## [Required work]
Copy each of these records line for line, with nothing changed.
[BEGIN Data listing]
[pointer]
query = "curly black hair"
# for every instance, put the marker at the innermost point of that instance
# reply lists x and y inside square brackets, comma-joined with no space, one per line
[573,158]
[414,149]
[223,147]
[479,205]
[END Data listing]
## [Solution for this task]
[pointer]
query = "curly black hair"
# for every instance, put the marker at the innermost point of that instance
# reply lists x and y inside square brackets, comma-joined with no space, one per line
[573,158]
[414,149]
[223,147]
[479,205]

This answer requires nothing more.